Directions for this task
Copy out the lines below that hold the word "backpack".

==*==

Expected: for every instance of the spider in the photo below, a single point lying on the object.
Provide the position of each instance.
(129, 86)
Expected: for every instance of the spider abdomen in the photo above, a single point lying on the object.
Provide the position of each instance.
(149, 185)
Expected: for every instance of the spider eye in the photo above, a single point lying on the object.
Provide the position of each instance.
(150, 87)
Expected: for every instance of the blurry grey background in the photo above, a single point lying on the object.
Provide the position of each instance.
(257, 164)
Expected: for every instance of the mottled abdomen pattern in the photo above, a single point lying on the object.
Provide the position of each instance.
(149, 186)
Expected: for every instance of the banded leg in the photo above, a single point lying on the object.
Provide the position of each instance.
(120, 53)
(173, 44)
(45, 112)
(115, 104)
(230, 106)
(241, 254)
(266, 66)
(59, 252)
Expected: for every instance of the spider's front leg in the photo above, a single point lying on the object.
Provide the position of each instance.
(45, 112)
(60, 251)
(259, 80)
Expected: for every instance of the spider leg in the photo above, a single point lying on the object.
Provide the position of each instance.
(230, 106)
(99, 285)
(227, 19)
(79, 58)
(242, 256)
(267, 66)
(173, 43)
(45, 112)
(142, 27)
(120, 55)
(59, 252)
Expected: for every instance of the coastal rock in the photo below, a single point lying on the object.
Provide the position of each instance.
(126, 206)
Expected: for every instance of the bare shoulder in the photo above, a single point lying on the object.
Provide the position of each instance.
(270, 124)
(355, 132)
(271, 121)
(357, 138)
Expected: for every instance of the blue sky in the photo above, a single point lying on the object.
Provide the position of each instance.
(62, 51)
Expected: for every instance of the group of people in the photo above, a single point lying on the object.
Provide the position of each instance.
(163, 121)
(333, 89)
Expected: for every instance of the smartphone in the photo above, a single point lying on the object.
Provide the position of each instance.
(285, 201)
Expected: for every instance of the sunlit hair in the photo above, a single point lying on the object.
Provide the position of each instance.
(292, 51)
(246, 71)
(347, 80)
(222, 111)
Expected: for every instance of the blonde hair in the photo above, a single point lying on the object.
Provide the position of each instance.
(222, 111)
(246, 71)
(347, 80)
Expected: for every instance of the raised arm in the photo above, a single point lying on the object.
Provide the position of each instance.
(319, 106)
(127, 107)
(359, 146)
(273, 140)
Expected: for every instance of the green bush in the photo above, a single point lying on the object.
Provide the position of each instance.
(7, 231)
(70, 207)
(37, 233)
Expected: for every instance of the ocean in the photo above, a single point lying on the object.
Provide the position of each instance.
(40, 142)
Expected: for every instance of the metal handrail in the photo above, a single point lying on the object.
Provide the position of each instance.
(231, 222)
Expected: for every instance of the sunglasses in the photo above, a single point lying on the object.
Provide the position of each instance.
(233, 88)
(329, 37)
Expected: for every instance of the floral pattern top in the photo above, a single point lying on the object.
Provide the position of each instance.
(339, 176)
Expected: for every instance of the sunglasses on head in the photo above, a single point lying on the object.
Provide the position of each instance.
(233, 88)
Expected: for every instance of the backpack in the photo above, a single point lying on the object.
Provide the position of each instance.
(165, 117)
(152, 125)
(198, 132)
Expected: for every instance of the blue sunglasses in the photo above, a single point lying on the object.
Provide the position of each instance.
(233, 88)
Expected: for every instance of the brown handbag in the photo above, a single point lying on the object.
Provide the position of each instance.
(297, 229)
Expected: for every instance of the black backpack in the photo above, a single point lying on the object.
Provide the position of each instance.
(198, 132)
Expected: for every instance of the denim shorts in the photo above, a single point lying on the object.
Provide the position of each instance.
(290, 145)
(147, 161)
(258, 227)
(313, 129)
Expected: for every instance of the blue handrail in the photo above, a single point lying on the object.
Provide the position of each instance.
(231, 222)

==*==

Your solution
Expected: for every instance of the backpack in the photo above, a single point lying on the object.
Expected: for every instance of the black backpack in the photo above, a single point lying on the object.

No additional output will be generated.